WHAT IS EXPECTED — Omit the pictures and retype only the lines from the one containing "Reviewer note: check that every instance of the satellite" through the end of the listing, both ends included.
━━ DATA PROVIDED
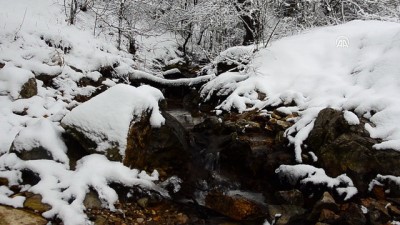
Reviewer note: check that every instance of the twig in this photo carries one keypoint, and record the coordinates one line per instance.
(20, 26)
(272, 33)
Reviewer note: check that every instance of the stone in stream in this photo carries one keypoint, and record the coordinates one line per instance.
(236, 207)
(291, 197)
(343, 148)
(114, 124)
(284, 214)
(29, 89)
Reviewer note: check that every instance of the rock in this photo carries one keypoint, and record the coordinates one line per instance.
(292, 197)
(326, 202)
(182, 218)
(379, 192)
(164, 148)
(29, 89)
(378, 209)
(327, 216)
(34, 203)
(107, 133)
(11, 216)
(343, 148)
(235, 207)
(30, 144)
(286, 213)
(17, 82)
(351, 214)
(277, 125)
(142, 202)
(92, 200)
(3, 181)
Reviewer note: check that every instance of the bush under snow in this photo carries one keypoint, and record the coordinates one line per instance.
(314, 71)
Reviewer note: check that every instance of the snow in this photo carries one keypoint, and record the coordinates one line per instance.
(312, 72)
(351, 118)
(382, 180)
(49, 138)
(115, 109)
(65, 190)
(306, 174)
(12, 79)
(17, 201)
(36, 41)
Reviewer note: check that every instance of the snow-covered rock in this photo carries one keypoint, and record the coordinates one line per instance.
(41, 140)
(306, 174)
(17, 82)
(314, 71)
(103, 123)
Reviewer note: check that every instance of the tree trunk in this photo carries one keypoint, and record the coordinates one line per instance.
(250, 23)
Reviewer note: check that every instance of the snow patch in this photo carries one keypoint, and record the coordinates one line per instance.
(106, 118)
(306, 174)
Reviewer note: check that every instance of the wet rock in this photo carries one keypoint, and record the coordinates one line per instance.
(351, 214)
(46, 78)
(92, 200)
(284, 214)
(11, 216)
(378, 210)
(328, 216)
(143, 202)
(34, 203)
(236, 207)
(379, 192)
(277, 125)
(3, 181)
(326, 202)
(29, 89)
(30, 144)
(144, 146)
(181, 218)
(343, 148)
(164, 148)
(292, 197)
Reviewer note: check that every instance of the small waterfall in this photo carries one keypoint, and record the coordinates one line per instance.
(212, 161)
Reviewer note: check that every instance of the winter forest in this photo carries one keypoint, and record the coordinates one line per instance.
(199, 112)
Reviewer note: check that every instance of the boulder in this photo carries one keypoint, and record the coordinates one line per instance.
(104, 123)
(285, 214)
(236, 207)
(11, 216)
(291, 197)
(128, 126)
(17, 82)
(351, 214)
(343, 148)
(34, 202)
(30, 144)
(326, 205)
(29, 88)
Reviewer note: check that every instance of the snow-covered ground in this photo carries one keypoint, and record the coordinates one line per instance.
(35, 40)
(352, 67)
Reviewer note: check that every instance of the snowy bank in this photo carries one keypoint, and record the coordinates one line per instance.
(351, 67)
(107, 118)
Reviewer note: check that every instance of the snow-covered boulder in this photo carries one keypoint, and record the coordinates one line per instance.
(41, 140)
(343, 146)
(17, 82)
(104, 124)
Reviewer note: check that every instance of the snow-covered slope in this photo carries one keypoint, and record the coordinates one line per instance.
(351, 67)
(35, 41)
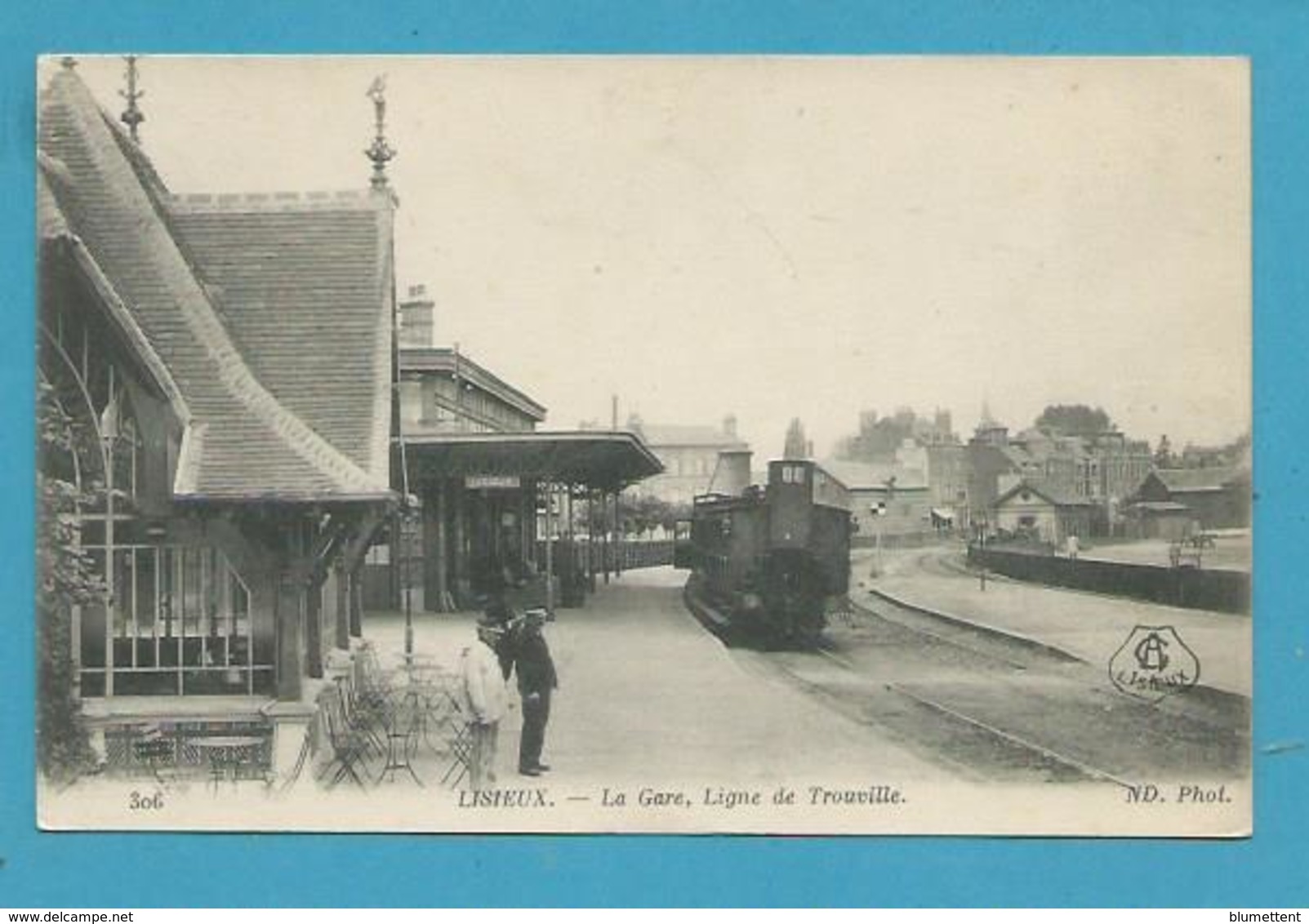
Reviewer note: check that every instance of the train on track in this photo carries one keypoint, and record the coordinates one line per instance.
(768, 562)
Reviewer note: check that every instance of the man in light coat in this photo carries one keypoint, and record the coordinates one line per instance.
(486, 700)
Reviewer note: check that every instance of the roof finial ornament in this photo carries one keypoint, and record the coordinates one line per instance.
(132, 117)
(380, 152)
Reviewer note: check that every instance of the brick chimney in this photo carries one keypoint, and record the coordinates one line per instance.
(416, 318)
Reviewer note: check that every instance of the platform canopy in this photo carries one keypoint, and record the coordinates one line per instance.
(594, 458)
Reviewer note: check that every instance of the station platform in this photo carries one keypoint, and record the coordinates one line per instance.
(1088, 626)
(647, 695)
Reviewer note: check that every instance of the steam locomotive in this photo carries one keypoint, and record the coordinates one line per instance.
(768, 562)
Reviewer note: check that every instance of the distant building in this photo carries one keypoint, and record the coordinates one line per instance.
(1044, 513)
(1211, 498)
(688, 453)
(887, 500)
(1102, 470)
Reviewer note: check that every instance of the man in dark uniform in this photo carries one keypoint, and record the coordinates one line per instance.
(537, 679)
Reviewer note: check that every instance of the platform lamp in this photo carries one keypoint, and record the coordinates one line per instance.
(108, 438)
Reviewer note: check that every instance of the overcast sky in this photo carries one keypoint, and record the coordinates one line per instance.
(781, 238)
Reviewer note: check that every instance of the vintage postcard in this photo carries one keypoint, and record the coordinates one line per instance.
(563, 444)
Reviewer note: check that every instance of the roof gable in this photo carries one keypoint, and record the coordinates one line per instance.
(109, 201)
(304, 286)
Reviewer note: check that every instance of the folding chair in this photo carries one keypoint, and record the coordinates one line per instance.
(402, 724)
(461, 754)
(154, 750)
(349, 746)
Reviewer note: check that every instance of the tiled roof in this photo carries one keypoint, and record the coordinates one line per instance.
(1052, 494)
(444, 359)
(1195, 479)
(686, 435)
(857, 475)
(245, 440)
(304, 287)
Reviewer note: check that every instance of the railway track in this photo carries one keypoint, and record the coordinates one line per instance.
(999, 711)
(970, 746)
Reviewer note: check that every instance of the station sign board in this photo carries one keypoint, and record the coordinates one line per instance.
(491, 482)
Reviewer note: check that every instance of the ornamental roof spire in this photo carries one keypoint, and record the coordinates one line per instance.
(380, 152)
(132, 115)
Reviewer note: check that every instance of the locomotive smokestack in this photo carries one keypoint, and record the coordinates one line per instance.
(732, 475)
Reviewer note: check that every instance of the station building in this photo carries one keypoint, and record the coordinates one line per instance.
(236, 477)
(491, 487)
(225, 372)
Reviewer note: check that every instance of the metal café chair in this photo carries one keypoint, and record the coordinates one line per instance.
(349, 746)
(402, 722)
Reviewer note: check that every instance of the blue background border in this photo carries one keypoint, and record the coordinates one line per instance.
(42, 869)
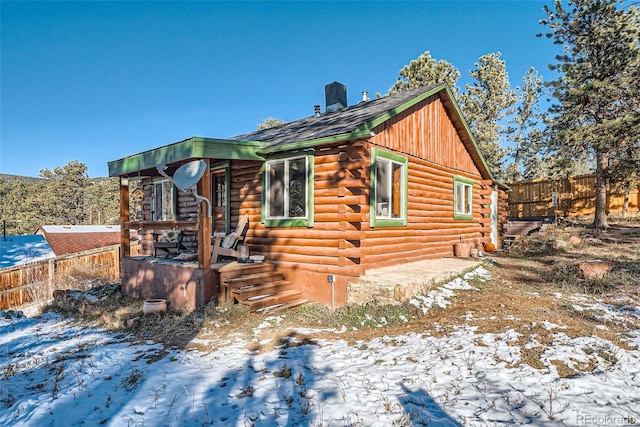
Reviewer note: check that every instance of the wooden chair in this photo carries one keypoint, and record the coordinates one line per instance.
(168, 241)
(226, 246)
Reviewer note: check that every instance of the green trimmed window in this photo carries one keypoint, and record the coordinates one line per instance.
(288, 187)
(163, 207)
(462, 198)
(389, 175)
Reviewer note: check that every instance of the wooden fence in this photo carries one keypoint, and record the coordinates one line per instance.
(34, 283)
(574, 196)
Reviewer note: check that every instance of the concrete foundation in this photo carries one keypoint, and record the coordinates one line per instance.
(398, 283)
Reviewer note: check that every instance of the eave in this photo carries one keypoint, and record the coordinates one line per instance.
(192, 148)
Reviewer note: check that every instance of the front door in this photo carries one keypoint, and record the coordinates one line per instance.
(219, 202)
(494, 218)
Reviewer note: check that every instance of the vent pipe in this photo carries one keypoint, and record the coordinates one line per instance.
(336, 96)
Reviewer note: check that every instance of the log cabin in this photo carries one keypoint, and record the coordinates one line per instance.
(383, 182)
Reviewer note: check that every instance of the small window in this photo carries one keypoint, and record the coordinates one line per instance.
(388, 189)
(289, 192)
(220, 191)
(462, 198)
(162, 201)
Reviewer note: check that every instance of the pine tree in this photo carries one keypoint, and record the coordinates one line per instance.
(527, 123)
(485, 104)
(598, 91)
(425, 71)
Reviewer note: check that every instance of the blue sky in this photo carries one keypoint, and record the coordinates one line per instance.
(96, 81)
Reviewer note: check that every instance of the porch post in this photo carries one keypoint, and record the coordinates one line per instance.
(125, 240)
(204, 221)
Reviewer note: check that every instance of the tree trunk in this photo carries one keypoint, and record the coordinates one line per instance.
(625, 203)
(600, 219)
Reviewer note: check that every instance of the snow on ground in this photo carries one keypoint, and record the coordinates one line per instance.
(55, 373)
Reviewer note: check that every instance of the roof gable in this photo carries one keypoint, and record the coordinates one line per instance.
(353, 122)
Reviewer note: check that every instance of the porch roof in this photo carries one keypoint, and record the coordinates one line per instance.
(345, 124)
(144, 164)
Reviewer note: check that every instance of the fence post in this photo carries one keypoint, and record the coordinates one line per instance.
(51, 277)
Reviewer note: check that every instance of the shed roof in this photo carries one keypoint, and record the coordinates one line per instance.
(66, 239)
(348, 123)
(16, 250)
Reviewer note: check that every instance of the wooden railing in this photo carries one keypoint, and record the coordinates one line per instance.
(34, 283)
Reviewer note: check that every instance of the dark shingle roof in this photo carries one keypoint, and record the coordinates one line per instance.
(340, 122)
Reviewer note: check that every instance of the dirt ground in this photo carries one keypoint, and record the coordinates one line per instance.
(532, 284)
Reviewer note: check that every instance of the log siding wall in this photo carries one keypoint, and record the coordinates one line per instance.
(341, 240)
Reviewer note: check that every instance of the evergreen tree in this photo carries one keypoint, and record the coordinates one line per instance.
(485, 104)
(269, 123)
(63, 195)
(528, 159)
(425, 71)
(598, 91)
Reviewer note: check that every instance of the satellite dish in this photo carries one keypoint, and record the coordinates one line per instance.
(186, 178)
(189, 174)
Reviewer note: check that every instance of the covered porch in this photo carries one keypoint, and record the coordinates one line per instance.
(196, 280)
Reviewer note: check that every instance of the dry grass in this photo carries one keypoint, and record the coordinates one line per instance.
(533, 283)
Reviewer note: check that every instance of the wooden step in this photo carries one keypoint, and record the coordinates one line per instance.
(269, 288)
(238, 269)
(253, 279)
(280, 298)
(287, 306)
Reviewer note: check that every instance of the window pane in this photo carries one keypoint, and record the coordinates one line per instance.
(156, 207)
(459, 197)
(220, 191)
(382, 188)
(396, 188)
(167, 201)
(276, 189)
(467, 199)
(297, 189)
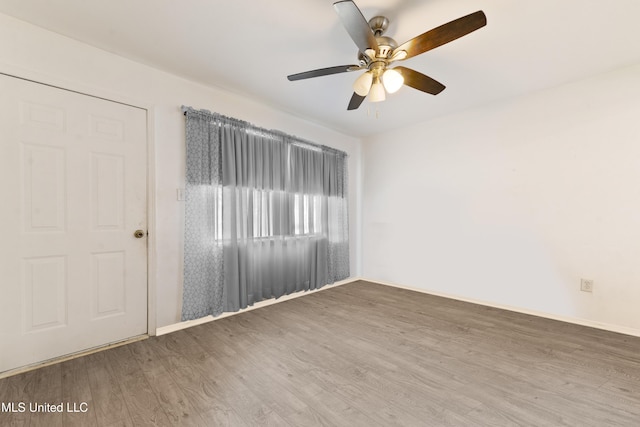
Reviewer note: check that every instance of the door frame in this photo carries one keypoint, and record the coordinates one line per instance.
(94, 92)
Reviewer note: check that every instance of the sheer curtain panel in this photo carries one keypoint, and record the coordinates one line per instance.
━━━━
SOLUTION —
Reviewer note: check that every instance of the satellite dish in this photo carries one keypoint, and record the coordinates one line per instance.
(186, 178)
(189, 174)
Reviewer note: check that every instance of the covered porch in this photo carries one keypoint, and record the coordinates one line per instance.
(196, 280)
Reviewer note: check that every instance of the dry grass in this photo carries one keypoint, and record the coordinates one line per instance.
(533, 283)
Reviewer note: check that every instance of the wooden step in this photo carries one keypoint, and record the coordinates one line per instance.
(269, 288)
(238, 269)
(253, 279)
(280, 298)
(287, 306)
Reviewer note: check that every instance of the window pane in this photo carries one keypoint, and record the coordinates one line per instance.
(156, 207)
(459, 197)
(220, 191)
(382, 188)
(396, 188)
(167, 201)
(276, 189)
(467, 199)
(297, 189)
Reviewer note: check that every instance of the door frame in this photo carries one keypoint, and record the coordinates one line per instance.
(94, 92)
Reviewer note: check that every instance of the sheer curtain panel in this photo carries one keypoint, and record the coordinates one line per instance.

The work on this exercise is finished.